Антропология позволяет нам выйти за пределы своей культуры, но мы никогда не покидаем границы человеческого. Перед нами всегда стоит задача проникнуть в другую культуру. Техники саморефлексивного остранения в Авиле, включающие формы антропологического блуждания руна, наоборот, основываются не на перемещении в другую культуру, а на принятии другого типа тела. Здесь незнакомой становится не культура, а природа. Существует множество тел, все они непостоянны, человеческое тело – лишь один из многих видов тел, в которых может обитать самость. Какая антропология может возникнуть вследствие такого остранения человека?

__Что нужно сделать__:
[1] Воспроизведите дословно часть отрывка об антропологии, начиная со слов "Антропология позволяет нам" и далее вплоть до слов "такого остранения человека?".
[2] Что, согласно отрывку об антропологии, становится незнакомым при техниках остранения в Авиле?
[3] Подхватите отрывок об антропологии и продолжите его сразу после последнего предложения.

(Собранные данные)
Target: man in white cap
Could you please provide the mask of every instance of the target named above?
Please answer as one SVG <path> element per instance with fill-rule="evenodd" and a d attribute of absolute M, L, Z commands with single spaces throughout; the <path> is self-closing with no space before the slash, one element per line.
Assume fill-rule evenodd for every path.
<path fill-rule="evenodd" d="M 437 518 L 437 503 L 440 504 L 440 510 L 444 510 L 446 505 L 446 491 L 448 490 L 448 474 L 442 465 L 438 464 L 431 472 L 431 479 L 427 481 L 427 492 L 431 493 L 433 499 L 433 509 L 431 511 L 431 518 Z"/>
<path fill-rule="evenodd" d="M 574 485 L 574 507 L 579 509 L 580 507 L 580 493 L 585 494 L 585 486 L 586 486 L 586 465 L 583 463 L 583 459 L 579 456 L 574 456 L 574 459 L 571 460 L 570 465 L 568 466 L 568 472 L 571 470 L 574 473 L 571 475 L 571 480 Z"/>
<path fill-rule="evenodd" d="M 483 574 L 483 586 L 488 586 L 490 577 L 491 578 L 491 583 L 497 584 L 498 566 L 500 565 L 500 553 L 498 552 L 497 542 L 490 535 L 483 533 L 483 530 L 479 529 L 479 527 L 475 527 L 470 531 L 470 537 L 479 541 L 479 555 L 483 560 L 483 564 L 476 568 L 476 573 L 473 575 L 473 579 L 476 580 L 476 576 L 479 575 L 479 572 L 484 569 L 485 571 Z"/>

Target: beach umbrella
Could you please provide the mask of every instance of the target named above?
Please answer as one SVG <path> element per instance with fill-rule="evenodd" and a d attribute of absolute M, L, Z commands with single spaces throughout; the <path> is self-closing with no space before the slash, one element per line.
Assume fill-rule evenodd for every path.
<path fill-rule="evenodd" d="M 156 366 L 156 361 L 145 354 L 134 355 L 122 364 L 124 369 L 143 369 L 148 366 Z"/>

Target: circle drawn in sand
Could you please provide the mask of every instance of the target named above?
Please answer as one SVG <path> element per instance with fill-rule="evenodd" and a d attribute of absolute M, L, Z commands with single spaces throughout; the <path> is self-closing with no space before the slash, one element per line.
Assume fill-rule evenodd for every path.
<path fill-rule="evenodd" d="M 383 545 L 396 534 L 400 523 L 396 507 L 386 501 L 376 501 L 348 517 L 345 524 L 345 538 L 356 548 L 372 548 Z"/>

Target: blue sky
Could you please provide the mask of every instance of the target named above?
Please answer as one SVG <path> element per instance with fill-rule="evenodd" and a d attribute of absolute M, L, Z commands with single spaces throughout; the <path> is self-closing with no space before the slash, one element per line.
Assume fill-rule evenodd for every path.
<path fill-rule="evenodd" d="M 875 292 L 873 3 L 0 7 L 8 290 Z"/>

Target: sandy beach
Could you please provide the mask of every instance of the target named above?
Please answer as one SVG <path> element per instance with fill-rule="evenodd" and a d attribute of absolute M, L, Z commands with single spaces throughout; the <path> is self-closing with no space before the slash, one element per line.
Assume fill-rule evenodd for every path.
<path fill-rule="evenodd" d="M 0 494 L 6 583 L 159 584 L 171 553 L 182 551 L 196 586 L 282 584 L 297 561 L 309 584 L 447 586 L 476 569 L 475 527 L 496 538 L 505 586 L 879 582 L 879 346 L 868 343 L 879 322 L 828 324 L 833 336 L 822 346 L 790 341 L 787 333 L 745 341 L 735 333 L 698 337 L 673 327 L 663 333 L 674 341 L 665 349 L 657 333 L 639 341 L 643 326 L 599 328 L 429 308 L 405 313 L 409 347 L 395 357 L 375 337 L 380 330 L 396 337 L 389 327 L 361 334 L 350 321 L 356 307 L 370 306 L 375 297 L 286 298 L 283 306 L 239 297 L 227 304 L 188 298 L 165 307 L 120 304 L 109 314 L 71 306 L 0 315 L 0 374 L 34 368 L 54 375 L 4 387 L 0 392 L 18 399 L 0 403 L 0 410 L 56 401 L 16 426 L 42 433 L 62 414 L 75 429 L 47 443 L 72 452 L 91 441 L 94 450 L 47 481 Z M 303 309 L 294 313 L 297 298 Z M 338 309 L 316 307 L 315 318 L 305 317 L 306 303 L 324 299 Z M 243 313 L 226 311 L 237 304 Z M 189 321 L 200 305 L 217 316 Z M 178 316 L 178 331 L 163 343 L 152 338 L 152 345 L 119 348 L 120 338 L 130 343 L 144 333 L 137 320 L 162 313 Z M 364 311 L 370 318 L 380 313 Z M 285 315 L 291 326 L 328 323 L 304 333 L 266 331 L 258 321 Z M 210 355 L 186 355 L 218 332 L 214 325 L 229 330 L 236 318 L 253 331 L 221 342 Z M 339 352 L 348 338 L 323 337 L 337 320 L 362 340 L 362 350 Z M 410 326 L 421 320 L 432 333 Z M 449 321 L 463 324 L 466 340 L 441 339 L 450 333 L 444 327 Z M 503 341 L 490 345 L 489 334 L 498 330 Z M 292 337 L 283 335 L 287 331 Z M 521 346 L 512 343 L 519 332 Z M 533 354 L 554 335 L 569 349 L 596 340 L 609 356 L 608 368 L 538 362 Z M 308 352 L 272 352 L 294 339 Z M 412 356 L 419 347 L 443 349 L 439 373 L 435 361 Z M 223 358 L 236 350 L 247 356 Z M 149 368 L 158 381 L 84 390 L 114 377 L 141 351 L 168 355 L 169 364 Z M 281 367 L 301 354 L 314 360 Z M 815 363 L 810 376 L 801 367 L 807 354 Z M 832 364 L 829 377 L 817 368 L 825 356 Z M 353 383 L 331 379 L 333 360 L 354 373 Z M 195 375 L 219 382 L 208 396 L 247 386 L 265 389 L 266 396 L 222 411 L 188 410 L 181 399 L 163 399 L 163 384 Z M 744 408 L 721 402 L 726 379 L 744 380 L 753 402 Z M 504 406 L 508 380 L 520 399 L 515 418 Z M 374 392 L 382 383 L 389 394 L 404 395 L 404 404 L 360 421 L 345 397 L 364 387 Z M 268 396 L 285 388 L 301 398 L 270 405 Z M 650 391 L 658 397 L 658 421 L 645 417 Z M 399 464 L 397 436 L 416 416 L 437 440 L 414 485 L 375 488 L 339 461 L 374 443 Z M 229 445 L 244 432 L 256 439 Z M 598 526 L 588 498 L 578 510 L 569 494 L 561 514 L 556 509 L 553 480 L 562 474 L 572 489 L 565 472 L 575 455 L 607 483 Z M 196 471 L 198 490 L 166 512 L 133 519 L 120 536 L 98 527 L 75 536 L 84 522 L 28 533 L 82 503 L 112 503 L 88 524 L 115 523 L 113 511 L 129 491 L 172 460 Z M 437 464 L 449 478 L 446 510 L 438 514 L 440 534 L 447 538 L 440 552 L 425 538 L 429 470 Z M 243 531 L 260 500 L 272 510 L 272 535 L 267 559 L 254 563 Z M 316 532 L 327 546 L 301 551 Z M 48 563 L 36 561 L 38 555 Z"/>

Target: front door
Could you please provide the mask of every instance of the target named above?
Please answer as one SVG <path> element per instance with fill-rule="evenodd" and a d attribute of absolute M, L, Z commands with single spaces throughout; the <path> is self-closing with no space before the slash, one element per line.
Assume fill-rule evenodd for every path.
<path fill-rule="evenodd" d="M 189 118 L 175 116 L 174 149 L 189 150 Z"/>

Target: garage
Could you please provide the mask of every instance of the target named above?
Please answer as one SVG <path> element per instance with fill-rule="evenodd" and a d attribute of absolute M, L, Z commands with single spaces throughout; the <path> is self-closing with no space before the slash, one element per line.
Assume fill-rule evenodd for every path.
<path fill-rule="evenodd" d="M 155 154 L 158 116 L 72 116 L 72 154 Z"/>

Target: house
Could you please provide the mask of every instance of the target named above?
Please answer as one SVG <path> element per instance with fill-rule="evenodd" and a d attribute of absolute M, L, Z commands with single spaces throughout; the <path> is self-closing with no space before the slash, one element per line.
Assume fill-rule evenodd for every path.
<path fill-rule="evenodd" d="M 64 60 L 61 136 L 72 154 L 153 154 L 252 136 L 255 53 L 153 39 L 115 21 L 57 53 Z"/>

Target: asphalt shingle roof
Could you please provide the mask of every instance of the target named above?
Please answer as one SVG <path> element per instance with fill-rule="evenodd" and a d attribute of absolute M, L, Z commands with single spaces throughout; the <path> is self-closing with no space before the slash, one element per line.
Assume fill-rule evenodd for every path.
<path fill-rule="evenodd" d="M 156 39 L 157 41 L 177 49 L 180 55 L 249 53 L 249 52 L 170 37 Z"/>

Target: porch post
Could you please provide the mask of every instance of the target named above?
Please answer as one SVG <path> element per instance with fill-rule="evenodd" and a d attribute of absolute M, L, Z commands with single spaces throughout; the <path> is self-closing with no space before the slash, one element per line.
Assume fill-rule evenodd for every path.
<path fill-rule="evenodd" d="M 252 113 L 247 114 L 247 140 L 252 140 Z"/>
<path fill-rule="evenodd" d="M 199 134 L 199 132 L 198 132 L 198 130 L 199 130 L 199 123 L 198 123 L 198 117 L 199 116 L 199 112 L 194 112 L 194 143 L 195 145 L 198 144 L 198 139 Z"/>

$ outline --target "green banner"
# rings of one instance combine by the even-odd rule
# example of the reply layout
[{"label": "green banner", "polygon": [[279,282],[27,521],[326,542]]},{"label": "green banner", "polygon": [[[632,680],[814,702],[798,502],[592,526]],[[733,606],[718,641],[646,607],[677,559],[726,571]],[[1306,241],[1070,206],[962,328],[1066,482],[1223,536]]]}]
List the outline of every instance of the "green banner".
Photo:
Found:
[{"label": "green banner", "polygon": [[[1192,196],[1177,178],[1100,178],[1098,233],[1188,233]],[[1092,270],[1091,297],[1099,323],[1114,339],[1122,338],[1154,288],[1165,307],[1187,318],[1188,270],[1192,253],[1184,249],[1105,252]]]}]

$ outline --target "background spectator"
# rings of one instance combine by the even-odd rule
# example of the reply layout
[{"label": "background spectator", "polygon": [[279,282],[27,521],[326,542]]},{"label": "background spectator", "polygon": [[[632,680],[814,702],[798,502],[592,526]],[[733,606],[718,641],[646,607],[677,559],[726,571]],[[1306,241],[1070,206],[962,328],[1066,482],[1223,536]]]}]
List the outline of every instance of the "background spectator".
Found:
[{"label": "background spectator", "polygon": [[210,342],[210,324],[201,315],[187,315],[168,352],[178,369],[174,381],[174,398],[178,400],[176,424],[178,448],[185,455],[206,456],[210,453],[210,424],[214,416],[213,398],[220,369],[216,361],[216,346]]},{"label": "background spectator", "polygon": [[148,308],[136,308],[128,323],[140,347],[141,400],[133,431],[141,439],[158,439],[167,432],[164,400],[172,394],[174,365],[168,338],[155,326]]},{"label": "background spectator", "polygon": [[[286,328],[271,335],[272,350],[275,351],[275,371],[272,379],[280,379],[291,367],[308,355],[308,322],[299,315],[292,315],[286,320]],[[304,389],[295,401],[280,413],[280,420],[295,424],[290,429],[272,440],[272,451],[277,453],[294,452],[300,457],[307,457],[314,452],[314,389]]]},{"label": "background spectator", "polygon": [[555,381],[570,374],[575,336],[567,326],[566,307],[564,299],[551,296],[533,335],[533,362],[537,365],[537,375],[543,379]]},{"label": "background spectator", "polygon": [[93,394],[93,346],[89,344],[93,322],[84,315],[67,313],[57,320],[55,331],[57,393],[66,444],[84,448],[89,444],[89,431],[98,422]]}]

__Ответы по пунктам__:
[1]
Антропология позволяет нам выйти за пределы своей культуры, но мы никогда не покидаем границы человеческого. Перед нами всегда стоит задача проникнуть в другую культуру. Техники саморефлексивного остранения в Авиле, включающие формы антропологического блуждания руна, наоборот, основываются не на перемещении в другую культуру, а на принятии другого типа тела. Здесь незнакомой становится не культура, а природа. Существует множество тел, все они непостоянны, человеческое тело – лишь один из многих видов тел, в которых может обитать самость. Какая антропология может возникнуть вследствие такого остранения человека?

[2] Незнакомой становится не культура, а природа.

[3]
Поскольку еда сопряжена с ощутимым процессом телесного преобразования, эта форма рефлексивности часто связана с приемом пищи. Некоторые люди в Авиле шутливо называют съедобных муравьев-листорезов сверчками для людей (руна хихи). Cверчков едят обезьяны, и когда люди едят муравьев – целиком, а иногда даже сырых, вместе с хрустящим экзоскелетом и всем остальным, – они тоже в определенном смысле становятся обезьянами. Еще один пример: многие виды лесных и культурных деревьев, принадлежащие к роду Инга (семейство Бобовые, подсемейство Мимозовые), на языке кечуа называются пакай. Они дают съедобные плоды, которые можно сорвать с дерева и съесть. Мякоть вокруг семян воздушная, белая, водянистая и сладкая. Еще одно бобовое растение, Parkia balslevii, принадлежащее к тому же подсемейству, формой своих плодов на первый взгляд напоминает пакаи. Плоды этого дерева тоже съедобны, но его ветви расположены высоко, и дотянуться до них не так-то легко. Перезрев или начав гнить, плоды падают на землю. Вследствие ферментации их мякоть становится коричневой, приторной и густой, как черная патока с неприятным привкусом. Дерево называется иллахуанга пакай, то есть пакаи для грифа. Грифам гниющая еда кажется сладкой. Когда руна едят пакаи грифов, они принимают точку зрения грифа и наслаждаются гниющими фруктами, будто свежими.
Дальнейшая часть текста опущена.